Exercise directions: From the line with "Note to the class: mark the projected" to the final line of the records, reproduce every line exactly and only those lines.

[Dataset excerpts on object pointing]
━━━━━━━━━━
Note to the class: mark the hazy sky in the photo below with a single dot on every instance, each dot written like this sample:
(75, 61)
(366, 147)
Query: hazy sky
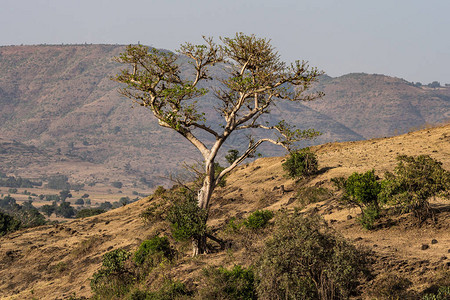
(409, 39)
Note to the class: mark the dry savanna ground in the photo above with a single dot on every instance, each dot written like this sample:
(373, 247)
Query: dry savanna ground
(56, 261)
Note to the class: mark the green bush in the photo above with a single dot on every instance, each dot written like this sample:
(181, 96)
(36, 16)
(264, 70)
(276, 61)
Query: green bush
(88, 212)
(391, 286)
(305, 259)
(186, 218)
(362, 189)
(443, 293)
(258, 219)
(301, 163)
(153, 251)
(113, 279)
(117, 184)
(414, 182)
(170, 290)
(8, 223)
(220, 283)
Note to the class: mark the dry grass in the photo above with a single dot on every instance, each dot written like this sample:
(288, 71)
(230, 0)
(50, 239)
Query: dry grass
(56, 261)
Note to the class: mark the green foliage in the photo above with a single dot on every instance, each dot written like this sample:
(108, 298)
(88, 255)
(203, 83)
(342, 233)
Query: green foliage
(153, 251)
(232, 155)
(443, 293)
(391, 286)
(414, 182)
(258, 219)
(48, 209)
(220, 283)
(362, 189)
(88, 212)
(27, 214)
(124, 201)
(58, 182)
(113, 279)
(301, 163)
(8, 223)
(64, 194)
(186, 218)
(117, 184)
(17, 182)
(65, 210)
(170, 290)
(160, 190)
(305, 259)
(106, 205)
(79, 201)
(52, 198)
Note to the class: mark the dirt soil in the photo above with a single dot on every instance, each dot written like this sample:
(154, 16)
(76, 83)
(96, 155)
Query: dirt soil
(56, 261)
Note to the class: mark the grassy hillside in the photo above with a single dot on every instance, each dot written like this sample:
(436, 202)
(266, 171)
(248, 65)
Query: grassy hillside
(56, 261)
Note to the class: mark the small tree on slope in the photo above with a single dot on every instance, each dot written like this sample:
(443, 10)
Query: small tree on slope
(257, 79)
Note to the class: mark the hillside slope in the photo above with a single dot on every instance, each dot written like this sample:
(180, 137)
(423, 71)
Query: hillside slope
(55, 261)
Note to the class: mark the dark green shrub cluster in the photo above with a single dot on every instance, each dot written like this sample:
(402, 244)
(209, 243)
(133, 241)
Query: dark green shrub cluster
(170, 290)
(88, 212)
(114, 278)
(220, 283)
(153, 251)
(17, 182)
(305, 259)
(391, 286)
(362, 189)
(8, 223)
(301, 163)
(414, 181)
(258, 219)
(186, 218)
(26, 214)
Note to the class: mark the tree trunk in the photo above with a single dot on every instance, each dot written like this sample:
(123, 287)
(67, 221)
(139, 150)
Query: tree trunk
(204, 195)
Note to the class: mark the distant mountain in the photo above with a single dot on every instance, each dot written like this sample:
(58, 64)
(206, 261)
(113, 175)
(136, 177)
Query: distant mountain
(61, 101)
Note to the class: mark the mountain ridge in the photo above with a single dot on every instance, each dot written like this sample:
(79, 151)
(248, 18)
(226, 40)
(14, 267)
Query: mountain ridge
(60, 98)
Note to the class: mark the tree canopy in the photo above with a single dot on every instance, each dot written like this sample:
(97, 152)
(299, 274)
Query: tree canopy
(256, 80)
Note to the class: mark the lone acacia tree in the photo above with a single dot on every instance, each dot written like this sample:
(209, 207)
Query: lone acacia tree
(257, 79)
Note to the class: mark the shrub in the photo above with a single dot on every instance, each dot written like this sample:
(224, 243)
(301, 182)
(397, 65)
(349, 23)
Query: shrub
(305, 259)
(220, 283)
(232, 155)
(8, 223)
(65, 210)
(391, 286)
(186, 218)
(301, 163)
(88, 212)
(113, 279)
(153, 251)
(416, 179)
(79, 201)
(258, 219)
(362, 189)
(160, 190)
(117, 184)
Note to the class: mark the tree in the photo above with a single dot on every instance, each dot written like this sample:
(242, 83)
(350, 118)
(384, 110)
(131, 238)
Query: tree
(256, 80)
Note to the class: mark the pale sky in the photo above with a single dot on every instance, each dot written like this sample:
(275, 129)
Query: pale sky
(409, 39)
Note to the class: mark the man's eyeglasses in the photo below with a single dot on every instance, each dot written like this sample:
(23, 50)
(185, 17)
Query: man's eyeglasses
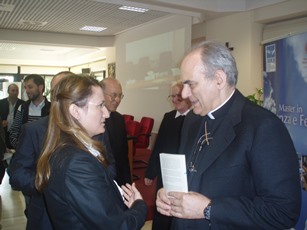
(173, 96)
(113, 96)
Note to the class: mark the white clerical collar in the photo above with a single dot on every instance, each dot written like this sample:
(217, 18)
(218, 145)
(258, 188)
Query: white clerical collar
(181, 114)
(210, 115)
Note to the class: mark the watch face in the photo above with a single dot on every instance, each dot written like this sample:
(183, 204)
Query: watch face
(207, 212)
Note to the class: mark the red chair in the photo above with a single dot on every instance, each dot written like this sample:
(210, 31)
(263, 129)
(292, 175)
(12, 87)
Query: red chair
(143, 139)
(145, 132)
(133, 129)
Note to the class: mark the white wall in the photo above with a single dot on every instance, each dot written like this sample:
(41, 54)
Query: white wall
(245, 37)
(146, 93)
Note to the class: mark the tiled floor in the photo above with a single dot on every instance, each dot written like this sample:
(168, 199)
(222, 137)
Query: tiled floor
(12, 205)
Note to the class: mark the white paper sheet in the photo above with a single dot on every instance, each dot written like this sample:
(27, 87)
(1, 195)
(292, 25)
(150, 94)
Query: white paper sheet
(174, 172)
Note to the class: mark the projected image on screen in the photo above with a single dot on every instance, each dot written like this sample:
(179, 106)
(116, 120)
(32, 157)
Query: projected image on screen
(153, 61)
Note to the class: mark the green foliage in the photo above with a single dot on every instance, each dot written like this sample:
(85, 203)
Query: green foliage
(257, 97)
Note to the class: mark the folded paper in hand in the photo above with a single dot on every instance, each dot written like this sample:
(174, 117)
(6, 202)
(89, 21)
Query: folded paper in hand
━━━━━━━━━━
Complete output:
Note to the class: mark the projected image on screen in the photo above with a single dot on every instance, each dot written like this sample:
(179, 106)
(116, 120)
(32, 157)
Query: projected image on screen
(153, 61)
Note to the class: mark the green foliage in the photo above with a single dot on every instance, each dot written like this sample:
(85, 203)
Query: green foliage
(257, 97)
Note to the class: mark the folded paper in hand in the photo above with a single dot on every instance, each dot written like this sample:
(174, 117)
(6, 202)
(89, 21)
Query: folded paper in hand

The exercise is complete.